Stored items
- Opening Delimiter -
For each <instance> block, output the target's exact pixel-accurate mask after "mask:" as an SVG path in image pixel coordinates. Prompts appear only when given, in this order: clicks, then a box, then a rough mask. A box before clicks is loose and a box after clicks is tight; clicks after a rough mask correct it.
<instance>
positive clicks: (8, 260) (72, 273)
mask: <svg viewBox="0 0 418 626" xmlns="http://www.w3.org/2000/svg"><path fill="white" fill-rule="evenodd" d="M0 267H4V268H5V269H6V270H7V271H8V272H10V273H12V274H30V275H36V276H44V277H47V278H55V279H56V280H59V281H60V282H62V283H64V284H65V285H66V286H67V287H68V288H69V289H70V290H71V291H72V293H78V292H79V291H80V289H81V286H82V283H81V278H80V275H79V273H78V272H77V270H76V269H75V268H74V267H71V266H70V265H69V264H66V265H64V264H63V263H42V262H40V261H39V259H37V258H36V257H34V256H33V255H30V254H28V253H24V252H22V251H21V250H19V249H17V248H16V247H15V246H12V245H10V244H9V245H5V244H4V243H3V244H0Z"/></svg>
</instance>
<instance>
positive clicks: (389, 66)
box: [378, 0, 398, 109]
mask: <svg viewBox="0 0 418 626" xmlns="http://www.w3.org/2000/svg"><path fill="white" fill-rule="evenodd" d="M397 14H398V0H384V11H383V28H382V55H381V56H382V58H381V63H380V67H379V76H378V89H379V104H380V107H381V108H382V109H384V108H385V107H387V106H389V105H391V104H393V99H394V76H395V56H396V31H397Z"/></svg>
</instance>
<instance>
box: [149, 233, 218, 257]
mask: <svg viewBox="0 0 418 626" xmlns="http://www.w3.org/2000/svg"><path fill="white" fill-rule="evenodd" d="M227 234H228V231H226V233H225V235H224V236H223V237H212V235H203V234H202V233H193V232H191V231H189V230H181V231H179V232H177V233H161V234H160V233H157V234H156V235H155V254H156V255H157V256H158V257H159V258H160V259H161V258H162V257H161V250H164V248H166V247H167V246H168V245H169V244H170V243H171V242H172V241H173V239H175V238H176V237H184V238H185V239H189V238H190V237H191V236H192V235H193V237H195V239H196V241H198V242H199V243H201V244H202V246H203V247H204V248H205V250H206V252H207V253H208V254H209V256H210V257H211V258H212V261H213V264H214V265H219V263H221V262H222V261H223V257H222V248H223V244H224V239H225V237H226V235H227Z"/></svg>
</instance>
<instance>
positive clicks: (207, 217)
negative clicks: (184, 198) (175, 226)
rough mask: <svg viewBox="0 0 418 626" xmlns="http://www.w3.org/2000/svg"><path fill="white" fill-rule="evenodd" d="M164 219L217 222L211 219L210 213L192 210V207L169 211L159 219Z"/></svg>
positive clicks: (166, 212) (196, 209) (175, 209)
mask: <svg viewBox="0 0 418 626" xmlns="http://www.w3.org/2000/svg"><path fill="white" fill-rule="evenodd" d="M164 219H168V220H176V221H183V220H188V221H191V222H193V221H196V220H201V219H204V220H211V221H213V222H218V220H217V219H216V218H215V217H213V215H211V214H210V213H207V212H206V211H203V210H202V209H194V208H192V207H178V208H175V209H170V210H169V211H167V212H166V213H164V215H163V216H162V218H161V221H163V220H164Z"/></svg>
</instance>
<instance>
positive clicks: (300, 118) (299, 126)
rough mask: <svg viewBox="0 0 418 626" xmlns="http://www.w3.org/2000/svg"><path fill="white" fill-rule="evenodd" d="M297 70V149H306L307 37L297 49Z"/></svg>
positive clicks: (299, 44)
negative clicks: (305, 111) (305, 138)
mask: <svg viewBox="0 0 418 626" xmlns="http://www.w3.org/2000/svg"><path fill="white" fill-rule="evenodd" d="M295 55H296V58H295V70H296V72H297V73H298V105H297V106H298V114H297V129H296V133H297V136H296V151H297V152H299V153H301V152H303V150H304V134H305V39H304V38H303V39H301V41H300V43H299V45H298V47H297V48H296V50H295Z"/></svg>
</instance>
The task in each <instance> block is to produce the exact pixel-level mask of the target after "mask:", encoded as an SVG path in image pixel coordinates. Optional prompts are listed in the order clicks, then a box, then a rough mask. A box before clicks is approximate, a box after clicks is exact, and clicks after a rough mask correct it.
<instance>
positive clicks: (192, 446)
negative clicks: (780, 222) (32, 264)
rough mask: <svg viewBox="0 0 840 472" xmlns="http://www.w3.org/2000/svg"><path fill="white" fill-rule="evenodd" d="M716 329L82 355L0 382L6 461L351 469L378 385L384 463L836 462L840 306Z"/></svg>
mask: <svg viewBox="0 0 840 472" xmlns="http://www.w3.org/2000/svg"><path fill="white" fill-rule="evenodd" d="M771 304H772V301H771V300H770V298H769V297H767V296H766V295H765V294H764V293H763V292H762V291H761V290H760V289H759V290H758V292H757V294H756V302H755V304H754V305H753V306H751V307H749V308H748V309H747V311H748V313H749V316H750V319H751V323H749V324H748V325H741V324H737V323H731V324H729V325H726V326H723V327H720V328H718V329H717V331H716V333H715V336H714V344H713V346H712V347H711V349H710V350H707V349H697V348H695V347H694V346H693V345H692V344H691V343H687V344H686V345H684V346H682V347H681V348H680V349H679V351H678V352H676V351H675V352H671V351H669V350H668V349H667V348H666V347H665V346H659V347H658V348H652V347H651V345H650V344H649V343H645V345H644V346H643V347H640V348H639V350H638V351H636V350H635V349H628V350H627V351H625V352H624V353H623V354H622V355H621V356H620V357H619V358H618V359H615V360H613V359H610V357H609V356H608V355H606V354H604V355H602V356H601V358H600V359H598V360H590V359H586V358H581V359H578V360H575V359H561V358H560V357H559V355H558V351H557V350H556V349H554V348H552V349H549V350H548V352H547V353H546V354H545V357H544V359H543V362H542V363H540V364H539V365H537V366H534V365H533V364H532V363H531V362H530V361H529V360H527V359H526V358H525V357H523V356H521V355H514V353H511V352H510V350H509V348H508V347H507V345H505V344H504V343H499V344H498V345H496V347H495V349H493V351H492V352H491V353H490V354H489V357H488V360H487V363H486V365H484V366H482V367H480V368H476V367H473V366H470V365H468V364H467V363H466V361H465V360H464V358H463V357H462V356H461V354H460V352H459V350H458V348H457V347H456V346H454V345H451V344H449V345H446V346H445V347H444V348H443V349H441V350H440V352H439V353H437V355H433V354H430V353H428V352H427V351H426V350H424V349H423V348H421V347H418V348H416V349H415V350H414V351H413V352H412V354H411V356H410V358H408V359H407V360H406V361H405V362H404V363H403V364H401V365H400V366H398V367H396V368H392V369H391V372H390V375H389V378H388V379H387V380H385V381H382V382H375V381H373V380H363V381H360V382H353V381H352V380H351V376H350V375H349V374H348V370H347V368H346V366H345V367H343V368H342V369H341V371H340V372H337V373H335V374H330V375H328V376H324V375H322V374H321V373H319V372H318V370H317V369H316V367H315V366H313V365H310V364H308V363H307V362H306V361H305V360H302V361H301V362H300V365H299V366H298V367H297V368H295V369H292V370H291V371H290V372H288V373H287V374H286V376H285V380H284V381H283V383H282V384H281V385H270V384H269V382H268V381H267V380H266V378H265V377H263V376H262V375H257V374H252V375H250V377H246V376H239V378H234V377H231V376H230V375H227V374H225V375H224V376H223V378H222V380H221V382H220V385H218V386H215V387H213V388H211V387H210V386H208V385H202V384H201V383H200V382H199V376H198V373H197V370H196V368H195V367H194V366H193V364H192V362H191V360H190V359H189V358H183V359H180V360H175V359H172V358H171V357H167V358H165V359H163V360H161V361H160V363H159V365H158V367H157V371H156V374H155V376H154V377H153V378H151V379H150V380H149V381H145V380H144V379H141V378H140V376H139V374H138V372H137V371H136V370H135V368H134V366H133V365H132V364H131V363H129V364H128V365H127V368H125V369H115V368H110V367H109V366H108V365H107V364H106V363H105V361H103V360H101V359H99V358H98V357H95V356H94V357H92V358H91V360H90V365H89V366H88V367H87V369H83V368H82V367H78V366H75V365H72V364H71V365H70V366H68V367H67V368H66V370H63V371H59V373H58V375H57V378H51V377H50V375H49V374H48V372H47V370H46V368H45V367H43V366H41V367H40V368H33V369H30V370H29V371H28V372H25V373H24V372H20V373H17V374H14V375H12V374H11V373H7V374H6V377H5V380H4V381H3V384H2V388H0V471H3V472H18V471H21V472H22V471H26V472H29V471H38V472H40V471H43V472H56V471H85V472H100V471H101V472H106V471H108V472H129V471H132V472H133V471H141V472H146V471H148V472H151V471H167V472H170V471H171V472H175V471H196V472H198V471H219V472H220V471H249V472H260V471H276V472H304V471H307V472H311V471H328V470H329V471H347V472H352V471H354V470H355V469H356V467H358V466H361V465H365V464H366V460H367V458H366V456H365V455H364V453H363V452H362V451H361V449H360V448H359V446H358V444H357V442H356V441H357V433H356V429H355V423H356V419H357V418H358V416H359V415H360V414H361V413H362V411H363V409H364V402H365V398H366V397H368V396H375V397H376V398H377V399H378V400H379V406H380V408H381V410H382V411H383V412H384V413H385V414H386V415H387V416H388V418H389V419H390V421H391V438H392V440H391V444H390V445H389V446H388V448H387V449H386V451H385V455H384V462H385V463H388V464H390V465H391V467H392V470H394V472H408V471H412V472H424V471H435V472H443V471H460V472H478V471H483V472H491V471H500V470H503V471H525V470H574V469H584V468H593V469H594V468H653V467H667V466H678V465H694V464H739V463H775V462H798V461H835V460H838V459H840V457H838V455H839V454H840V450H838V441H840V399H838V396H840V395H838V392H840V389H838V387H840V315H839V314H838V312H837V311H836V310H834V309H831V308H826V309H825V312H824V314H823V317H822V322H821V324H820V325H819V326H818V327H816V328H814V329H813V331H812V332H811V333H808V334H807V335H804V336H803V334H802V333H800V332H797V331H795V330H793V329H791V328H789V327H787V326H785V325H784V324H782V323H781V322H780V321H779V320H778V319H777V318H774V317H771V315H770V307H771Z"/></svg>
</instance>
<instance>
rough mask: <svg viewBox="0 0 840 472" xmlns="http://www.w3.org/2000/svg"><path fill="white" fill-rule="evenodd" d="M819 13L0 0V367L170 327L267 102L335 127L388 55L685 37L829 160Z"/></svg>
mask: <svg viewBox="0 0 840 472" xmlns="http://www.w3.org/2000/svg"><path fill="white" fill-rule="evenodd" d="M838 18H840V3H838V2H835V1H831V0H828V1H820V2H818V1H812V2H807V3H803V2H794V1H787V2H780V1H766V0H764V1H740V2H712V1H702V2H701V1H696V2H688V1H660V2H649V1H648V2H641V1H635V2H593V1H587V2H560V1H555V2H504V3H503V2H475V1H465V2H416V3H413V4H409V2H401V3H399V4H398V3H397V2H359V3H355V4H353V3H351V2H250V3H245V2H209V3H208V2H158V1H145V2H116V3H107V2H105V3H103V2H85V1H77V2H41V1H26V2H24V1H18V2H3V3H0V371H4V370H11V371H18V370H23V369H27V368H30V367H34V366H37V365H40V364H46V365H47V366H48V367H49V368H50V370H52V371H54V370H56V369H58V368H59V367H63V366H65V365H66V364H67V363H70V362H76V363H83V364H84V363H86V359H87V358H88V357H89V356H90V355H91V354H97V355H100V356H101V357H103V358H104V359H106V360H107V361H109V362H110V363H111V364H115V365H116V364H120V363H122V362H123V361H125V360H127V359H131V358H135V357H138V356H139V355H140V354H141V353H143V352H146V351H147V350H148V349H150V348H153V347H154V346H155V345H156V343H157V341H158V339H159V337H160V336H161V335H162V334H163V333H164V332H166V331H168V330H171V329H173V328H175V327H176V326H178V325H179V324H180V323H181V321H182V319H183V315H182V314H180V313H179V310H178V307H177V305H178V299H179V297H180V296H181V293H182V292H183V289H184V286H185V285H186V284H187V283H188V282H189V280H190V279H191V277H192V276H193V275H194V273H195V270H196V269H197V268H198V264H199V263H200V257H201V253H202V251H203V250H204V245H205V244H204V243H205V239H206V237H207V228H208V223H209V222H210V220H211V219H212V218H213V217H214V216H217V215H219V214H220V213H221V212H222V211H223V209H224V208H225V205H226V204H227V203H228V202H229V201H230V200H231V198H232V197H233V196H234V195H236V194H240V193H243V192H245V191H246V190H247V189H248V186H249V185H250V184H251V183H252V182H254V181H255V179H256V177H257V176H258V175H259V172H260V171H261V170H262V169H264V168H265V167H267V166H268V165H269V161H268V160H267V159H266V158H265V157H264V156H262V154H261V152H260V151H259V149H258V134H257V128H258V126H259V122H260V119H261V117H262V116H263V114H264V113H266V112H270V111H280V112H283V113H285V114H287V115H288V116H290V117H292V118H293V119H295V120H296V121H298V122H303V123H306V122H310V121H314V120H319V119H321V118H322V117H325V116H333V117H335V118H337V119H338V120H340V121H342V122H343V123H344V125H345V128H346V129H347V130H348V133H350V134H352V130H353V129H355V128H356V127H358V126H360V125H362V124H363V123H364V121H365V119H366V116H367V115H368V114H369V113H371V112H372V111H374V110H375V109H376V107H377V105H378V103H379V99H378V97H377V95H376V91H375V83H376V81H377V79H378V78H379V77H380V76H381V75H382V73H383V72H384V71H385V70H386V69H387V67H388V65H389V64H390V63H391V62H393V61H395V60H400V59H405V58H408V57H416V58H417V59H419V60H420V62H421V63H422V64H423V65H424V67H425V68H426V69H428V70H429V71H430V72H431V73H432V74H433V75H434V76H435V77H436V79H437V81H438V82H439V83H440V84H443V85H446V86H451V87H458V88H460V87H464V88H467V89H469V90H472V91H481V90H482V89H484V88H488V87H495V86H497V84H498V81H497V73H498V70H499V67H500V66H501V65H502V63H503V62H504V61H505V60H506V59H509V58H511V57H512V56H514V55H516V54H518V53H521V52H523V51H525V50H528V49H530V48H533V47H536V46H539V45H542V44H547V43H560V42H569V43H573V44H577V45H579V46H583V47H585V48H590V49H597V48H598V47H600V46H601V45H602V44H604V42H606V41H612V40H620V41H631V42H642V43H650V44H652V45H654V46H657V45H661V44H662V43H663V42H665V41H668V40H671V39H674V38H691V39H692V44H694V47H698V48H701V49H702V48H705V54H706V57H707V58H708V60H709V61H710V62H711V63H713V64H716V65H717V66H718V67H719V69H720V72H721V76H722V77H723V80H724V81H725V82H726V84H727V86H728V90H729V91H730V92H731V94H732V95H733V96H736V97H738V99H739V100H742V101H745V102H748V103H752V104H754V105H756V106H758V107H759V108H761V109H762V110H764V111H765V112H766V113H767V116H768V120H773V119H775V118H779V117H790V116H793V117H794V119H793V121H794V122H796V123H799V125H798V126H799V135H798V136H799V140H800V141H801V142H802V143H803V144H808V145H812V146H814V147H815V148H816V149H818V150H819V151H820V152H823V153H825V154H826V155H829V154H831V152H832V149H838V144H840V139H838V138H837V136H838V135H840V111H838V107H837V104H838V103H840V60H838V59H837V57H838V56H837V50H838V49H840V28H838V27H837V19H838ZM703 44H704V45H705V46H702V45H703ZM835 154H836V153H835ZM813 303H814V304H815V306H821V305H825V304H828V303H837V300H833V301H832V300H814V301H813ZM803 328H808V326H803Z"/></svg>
- Closing Delimiter -
Activity — Reproduce verbatim the rows running from the start through the line containing "positive clicks: (8, 260) (72, 273)", including both ends.

Solution —
For each <instance> block, output the target's exact pixel-accurate mask after "mask:" as an SVG path in image pixel coordinates. Prompts appear only when given, in this order: clicks, then a box, then a rough mask. A box before clicks is loose and a box after clicks is tight; clicks after a rough mask correct it.
<instance>
positive clicks: (8, 260) (72, 273)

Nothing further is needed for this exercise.